- Extrait du document
::::

Jean-Pierre Dardenne : Cela faisait longtemps que nous voulions parler d'un personnage qui essaye de réparer, et qui est devenu entre-temps un médecin. Un personnage qui ne va pas passer son temps à esquiver les questions et les responsabilités.
L.D. : Ce personnage refuse de s'endormir, de faire comme s'il n'avait rien vu, rien entendu. Il refuse même d'accéder à un poste plus gratifiant. Il est interpellé. Est-ce un exemple à suivre ou non ? C'est aux spectateurs de répondre. Nous n'essayons pas de défendre une thèse, simplement de suivre un personnage qui est progressivement possédé par la photographie de cette fille inconnue. Mais elle ne se sent pas seulement coupable : elle agit. Elle montre cette photographie et elle fait changer les gens.

La proximité est une constante dans votre cinéma. En ce sens, ce personnage de médecin n'était-il pas idéal ?

::::

- Enregistrements fournis
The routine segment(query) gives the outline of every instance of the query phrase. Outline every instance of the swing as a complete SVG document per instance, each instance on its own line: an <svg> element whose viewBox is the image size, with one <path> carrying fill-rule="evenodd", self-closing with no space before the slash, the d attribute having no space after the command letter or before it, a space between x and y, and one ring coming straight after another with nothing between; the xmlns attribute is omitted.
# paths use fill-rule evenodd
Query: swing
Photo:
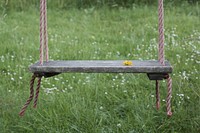
<svg viewBox="0 0 200 133"><path fill-rule="evenodd" d="M48 34L47 34L47 3L46 0L40 0L40 61L31 65L29 70L33 73L30 82L30 97L19 113L23 116L26 108L34 96L34 81L38 78L34 107L37 105L40 82L42 77L52 77L61 73L146 73L150 80L156 80L156 108L160 107L159 82L158 80L167 79L167 115L171 116L171 93L172 79L169 73L172 73L172 66L164 57L164 9L163 0L158 0L159 12L159 57L156 60L67 60L67 61L49 61L48 60ZM45 50L46 61L43 61Z"/></svg>

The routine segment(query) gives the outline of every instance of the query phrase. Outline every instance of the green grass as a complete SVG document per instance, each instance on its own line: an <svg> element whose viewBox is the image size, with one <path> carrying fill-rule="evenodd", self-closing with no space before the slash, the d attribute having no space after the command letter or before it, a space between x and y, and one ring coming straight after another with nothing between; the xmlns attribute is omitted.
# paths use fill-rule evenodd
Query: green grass
<svg viewBox="0 0 200 133"><path fill-rule="evenodd" d="M200 132L200 7L166 7L166 58L174 67L172 111L144 74L61 74L42 80L38 108L28 66L39 59L39 12L0 13L0 132ZM50 58L157 59L154 6L48 10Z"/></svg>

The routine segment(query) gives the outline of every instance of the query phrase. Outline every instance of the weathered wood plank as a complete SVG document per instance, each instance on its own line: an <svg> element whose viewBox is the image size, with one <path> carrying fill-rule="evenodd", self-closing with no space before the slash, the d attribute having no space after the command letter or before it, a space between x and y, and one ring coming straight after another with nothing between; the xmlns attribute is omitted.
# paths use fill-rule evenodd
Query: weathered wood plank
<svg viewBox="0 0 200 133"><path fill-rule="evenodd" d="M32 73L172 73L172 66L166 61L162 66L158 61L132 60L132 66L124 66L124 60L68 60L49 61L41 66L35 63L29 67Z"/></svg>

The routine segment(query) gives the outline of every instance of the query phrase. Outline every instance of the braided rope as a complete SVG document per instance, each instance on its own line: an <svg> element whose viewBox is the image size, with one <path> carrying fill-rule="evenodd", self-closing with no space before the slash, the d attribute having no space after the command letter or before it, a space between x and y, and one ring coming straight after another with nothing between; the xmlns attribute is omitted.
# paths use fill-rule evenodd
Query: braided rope
<svg viewBox="0 0 200 133"><path fill-rule="evenodd" d="M159 93L160 87L159 87L159 81L156 80L156 109L160 109L160 93Z"/></svg>
<svg viewBox="0 0 200 133"><path fill-rule="evenodd" d="M26 101L26 103L24 104L23 108L21 109L19 115L20 116L23 116L28 105L30 104L30 102L32 101L33 99L33 96L34 96L34 82L35 82L35 78L36 78L36 75L33 74L32 78L31 78L31 81L30 81L30 97L28 98L28 100Z"/></svg>
<svg viewBox="0 0 200 133"><path fill-rule="evenodd" d="M34 105L33 105L34 108L37 107L37 101L38 101L38 96L39 96L39 92L40 92L41 80L42 80L42 77L38 77L38 84L37 84L37 88L36 88L35 100L34 100Z"/></svg>
<svg viewBox="0 0 200 133"><path fill-rule="evenodd" d="M48 53L48 33L47 33L47 1L43 0L43 15L44 15L44 48L45 48L45 57L46 61L49 60L49 53Z"/></svg>
<svg viewBox="0 0 200 133"><path fill-rule="evenodd" d="M40 65L43 65L43 0L40 0Z"/></svg>
<svg viewBox="0 0 200 133"><path fill-rule="evenodd" d="M172 116L172 111L171 111L172 79L169 75L167 75L167 92L168 92L166 100L167 115Z"/></svg>
<svg viewBox="0 0 200 133"><path fill-rule="evenodd" d="M164 7L163 7L163 0L158 0L158 20L159 20L159 51L158 51L158 60L162 65L165 65L165 53L164 53ZM156 81L156 88L158 88L158 81ZM156 90L156 93L159 90ZM159 94L156 94L159 95ZM172 95L172 79L170 78L169 74L167 74L167 115L172 116L171 112L171 95ZM156 97L156 101L160 101L159 97Z"/></svg>

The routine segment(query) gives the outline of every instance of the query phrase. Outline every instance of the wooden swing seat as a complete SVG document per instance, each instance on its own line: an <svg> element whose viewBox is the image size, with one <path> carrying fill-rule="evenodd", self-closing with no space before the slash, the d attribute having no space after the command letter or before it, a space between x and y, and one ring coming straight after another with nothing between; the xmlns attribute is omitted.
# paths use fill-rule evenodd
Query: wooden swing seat
<svg viewBox="0 0 200 133"><path fill-rule="evenodd" d="M172 73L172 66L165 61L165 66L156 60L132 60L131 66L123 64L124 60L68 60L48 61L40 65L31 65L32 73L50 77L60 73L147 73L150 80L162 80Z"/></svg>

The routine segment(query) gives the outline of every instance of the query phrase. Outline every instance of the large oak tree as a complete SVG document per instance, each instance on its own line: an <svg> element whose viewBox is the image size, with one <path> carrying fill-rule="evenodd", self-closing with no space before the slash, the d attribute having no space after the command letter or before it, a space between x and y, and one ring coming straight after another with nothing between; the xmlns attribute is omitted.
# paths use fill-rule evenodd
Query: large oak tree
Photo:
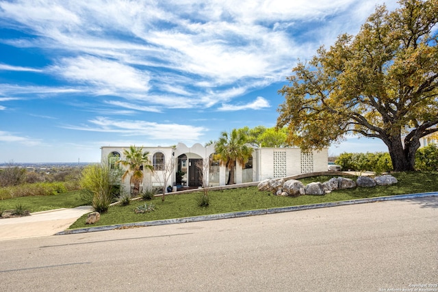
<svg viewBox="0 0 438 292"><path fill-rule="evenodd" d="M381 139L395 171L414 170L420 139L438 131L438 0L378 6L357 36L300 62L279 92L277 127L304 150L349 133Z"/></svg>

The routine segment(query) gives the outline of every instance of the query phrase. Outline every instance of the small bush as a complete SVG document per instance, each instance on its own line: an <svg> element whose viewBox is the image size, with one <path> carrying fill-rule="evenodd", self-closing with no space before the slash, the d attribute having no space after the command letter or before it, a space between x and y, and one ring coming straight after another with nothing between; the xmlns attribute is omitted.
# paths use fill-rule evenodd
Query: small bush
<svg viewBox="0 0 438 292"><path fill-rule="evenodd" d="M342 170L372 171L376 174L391 172L392 161L388 152L347 153L339 155L335 161Z"/></svg>
<svg viewBox="0 0 438 292"><path fill-rule="evenodd" d="M10 187L0 188L0 200L10 199L12 198Z"/></svg>
<svg viewBox="0 0 438 292"><path fill-rule="evenodd" d="M210 198L207 195L203 194L198 197L198 206L199 207L208 207L210 203Z"/></svg>
<svg viewBox="0 0 438 292"><path fill-rule="evenodd" d="M154 196L157 194L157 189L149 185L144 187L143 191L140 193L140 196L144 201L151 200L154 198Z"/></svg>
<svg viewBox="0 0 438 292"><path fill-rule="evenodd" d="M28 215L29 210L26 210L25 207L21 204L17 204L15 206L15 215L18 215L19 216L22 216L23 215Z"/></svg>
<svg viewBox="0 0 438 292"><path fill-rule="evenodd" d="M91 207L96 212L103 213L108 211L112 202L112 196L108 196L107 194L98 193L94 194Z"/></svg>
<svg viewBox="0 0 438 292"><path fill-rule="evenodd" d="M132 196L129 194L123 194L118 197L117 201L122 206L127 206L131 204L131 201L132 200Z"/></svg>
<svg viewBox="0 0 438 292"><path fill-rule="evenodd" d="M149 213L151 211L155 211L155 206L152 204L148 205L147 203L144 203L144 205L138 206L134 209L134 213L136 214Z"/></svg>

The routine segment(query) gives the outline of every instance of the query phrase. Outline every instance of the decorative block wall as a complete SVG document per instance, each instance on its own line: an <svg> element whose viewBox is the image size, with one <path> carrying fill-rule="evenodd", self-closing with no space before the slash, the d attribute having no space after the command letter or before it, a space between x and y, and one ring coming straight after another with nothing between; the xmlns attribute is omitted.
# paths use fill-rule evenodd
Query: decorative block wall
<svg viewBox="0 0 438 292"><path fill-rule="evenodd" d="M301 173L313 172L313 153L301 152Z"/></svg>
<svg viewBox="0 0 438 292"><path fill-rule="evenodd" d="M274 178L287 176L286 169L286 152L274 151Z"/></svg>

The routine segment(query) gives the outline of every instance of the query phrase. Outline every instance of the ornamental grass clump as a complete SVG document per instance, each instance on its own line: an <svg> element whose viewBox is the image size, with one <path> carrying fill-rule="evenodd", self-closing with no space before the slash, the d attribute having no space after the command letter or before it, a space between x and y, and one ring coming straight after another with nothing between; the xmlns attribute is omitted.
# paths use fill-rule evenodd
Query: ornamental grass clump
<svg viewBox="0 0 438 292"><path fill-rule="evenodd" d="M208 207L210 203L210 198L208 195L203 194L199 197L198 197L198 206L205 207Z"/></svg>
<svg viewBox="0 0 438 292"><path fill-rule="evenodd" d="M155 211L155 206L152 204L148 205L147 203L144 203L144 205L138 206L137 208L134 209L134 213L136 214L149 213L152 211Z"/></svg>
<svg viewBox="0 0 438 292"><path fill-rule="evenodd" d="M143 191L140 193L140 196L142 200L146 201L153 199L156 194L157 189L149 185L143 189Z"/></svg>

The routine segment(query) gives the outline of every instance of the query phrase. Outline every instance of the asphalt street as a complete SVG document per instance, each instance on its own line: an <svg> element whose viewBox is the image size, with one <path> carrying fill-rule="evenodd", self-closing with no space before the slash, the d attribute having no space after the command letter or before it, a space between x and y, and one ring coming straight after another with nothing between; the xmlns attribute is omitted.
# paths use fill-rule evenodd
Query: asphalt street
<svg viewBox="0 0 438 292"><path fill-rule="evenodd" d="M0 291L438 291L437 223L435 197L12 239Z"/></svg>

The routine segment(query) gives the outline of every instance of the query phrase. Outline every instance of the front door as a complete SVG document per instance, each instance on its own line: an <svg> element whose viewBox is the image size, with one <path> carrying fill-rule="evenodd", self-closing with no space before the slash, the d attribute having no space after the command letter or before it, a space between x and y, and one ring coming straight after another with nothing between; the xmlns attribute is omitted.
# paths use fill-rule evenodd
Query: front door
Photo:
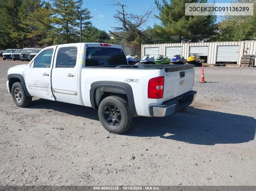
<svg viewBox="0 0 256 191"><path fill-rule="evenodd" d="M32 96L54 100L51 88L51 72L55 47L48 47L42 52L27 68L25 81Z"/></svg>
<svg viewBox="0 0 256 191"><path fill-rule="evenodd" d="M57 100L80 105L77 87L78 48L72 45L58 46L52 73L52 84Z"/></svg>

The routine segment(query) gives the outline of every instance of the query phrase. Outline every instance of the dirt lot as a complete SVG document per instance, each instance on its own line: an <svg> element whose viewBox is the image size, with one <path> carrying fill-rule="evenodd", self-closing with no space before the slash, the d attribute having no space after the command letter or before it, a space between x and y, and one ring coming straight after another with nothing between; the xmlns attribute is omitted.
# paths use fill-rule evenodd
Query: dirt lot
<svg viewBox="0 0 256 191"><path fill-rule="evenodd" d="M196 68L186 112L135 118L118 135L91 108L16 107L7 72L25 63L0 60L0 185L256 185L255 68L206 67L201 84Z"/></svg>

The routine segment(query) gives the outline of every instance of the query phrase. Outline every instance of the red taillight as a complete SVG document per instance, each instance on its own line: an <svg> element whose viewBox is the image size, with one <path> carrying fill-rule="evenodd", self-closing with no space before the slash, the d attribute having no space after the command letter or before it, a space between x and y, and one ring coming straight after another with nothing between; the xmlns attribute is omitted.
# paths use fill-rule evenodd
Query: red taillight
<svg viewBox="0 0 256 191"><path fill-rule="evenodd" d="M164 76L154 78L149 80L148 86L148 97L152 99L163 98L164 82Z"/></svg>
<svg viewBox="0 0 256 191"><path fill-rule="evenodd" d="M103 46L111 46L111 45L110 44L103 44L102 43L100 43L100 45Z"/></svg>

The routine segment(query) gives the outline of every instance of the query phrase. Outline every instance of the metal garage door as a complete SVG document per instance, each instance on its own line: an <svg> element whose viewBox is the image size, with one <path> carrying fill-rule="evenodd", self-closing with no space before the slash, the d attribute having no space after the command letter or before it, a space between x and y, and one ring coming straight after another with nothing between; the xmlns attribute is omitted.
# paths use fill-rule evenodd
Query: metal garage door
<svg viewBox="0 0 256 191"><path fill-rule="evenodd" d="M208 46L191 46L189 47L189 54L196 54L199 56L207 56Z"/></svg>
<svg viewBox="0 0 256 191"><path fill-rule="evenodd" d="M216 62L235 62L238 59L239 45L217 46Z"/></svg>
<svg viewBox="0 0 256 191"><path fill-rule="evenodd" d="M171 46L165 48L165 56L169 58L172 58L175 55L181 55L182 46Z"/></svg>
<svg viewBox="0 0 256 191"><path fill-rule="evenodd" d="M149 54L154 56L155 58L157 57L159 54L159 47L147 47L145 48L144 55Z"/></svg>

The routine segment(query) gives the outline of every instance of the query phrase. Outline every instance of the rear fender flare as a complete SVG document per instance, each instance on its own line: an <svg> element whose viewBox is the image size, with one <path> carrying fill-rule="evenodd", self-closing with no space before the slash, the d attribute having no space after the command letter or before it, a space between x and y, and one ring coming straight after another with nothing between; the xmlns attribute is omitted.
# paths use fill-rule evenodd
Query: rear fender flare
<svg viewBox="0 0 256 191"><path fill-rule="evenodd" d="M131 87L129 84L124 82L111 81L99 81L92 83L90 90L90 100L92 107L96 109L98 108L95 98L96 90L99 88L103 87L113 88L123 90L125 92L128 99L131 114L133 116L137 115Z"/></svg>

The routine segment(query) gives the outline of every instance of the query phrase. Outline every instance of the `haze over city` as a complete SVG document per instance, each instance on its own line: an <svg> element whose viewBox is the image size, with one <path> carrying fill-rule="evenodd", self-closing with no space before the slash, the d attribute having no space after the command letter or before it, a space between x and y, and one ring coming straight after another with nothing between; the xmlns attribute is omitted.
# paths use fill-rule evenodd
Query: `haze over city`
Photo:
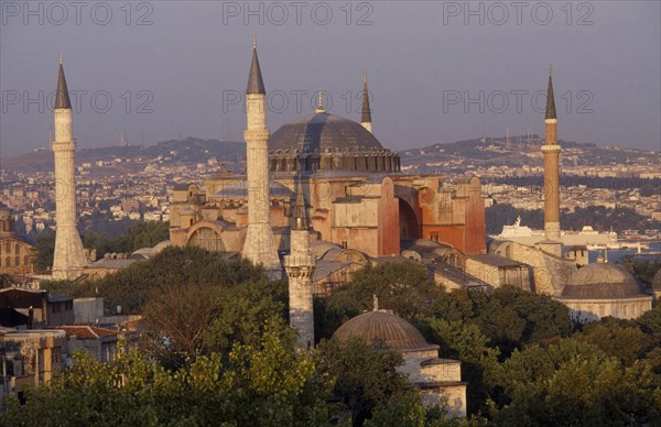
<svg viewBox="0 0 661 427"><path fill-rule="evenodd" d="M659 2L84 3L2 2L0 156L48 146L59 53L79 149L240 141L253 35L273 130L367 72L390 150L543 133L552 64L564 140L660 149Z"/></svg>

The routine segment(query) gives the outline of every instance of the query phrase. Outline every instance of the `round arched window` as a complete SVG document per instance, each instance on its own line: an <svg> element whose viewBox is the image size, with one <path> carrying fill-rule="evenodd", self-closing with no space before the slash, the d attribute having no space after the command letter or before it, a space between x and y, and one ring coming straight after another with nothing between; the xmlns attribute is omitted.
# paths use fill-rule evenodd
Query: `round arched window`
<svg viewBox="0 0 661 427"><path fill-rule="evenodd" d="M207 227L203 227L195 230L193 236L191 236L188 244L204 248L207 251L225 251L225 244L223 243L223 238L220 237L220 234Z"/></svg>

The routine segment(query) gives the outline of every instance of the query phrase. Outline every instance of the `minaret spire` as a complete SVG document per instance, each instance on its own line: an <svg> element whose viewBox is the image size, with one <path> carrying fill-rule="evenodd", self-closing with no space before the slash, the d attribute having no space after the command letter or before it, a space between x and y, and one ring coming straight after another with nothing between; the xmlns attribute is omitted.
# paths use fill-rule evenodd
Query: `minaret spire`
<svg viewBox="0 0 661 427"><path fill-rule="evenodd" d="M555 97L553 96L553 66L549 65L549 89L546 90L546 117L545 119L557 119L555 114Z"/></svg>
<svg viewBox="0 0 661 427"><path fill-rule="evenodd" d="M560 151L557 144L557 116L553 97L553 70L549 67L546 92L546 141L542 145L544 156L544 232L548 240L560 241ZM556 255L560 256L560 245Z"/></svg>
<svg viewBox="0 0 661 427"><path fill-rule="evenodd" d="M269 199L269 128L267 127L267 91L257 57L257 41L252 41L252 63L246 90L246 169L248 182L248 230L242 256L262 264L272 278L282 276L280 258L271 228Z"/></svg>
<svg viewBox="0 0 661 427"><path fill-rule="evenodd" d="M318 100L317 100L317 108L316 110L314 110L314 112L326 112L326 110L324 109L324 90L322 88L319 88L319 95L318 95Z"/></svg>
<svg viewBox="0 0 661 427"><path fill-rule="evenodd" d="M66 87L66 77L64 76L64 66L62 65L62 54L59 54L59 74L57 76L57 91L55 92L55 106L53 108L72 108L68 88Z"/></svg>
<svg viewBox="0 0 661 427"><path fill-rule="evenodd" d="M53 278L74 280L83 274L87 256L76 228L76 141L73 136L72 103L64 77L62 55L53 109L55 141L55 250L53 253Z"/></svg>
<svg viewBox="0 0 661 427"><path fill-rule="evenodd" d="M369 91L367 90L367 72L362 73L362 108L360 113L360 124L371 132L371 109L369 107Z"/></svg>
<svg viewBox="0 0 661 427"><path fill-rule="evenodd" d="M261 94L266 95L267 89L264 88L264 81L261 77L261 68L259 66L259 58L257 57L257 37L252 39L252 62L250 63L250 75L248 76L248 88L246 94Z"/></svg>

::::

- Exercices à traiter
A: Dans l'entretien, relevez tout ce que le personnage refuse de faire, d'après les phrases construites avec le verbe « refuser ».
B: Restituez sans aucune modification le passage de l'entretien qui commence par « Jean-Pierre Dardenne : Cela » et se poursuit jusqu'à « et les responsabilités. » inclus.
Les enregistrements proviennent d'une autre source que l'entretien.

- Réponses par exercice
A:
- s'endormir
- faire comme s'il n'avait rien vu, rien entendu
- accéder à un poste plus gratifiant

B:
Jean-Pierre Dardenne : Cela faisait longtemps que nous voulions parler d'un personnage qui essaye de réparer, et qui est devenu entre-temps un médecin. Un personnage qui ne va pas passer son temps à esquiver les questions et les responsabilités.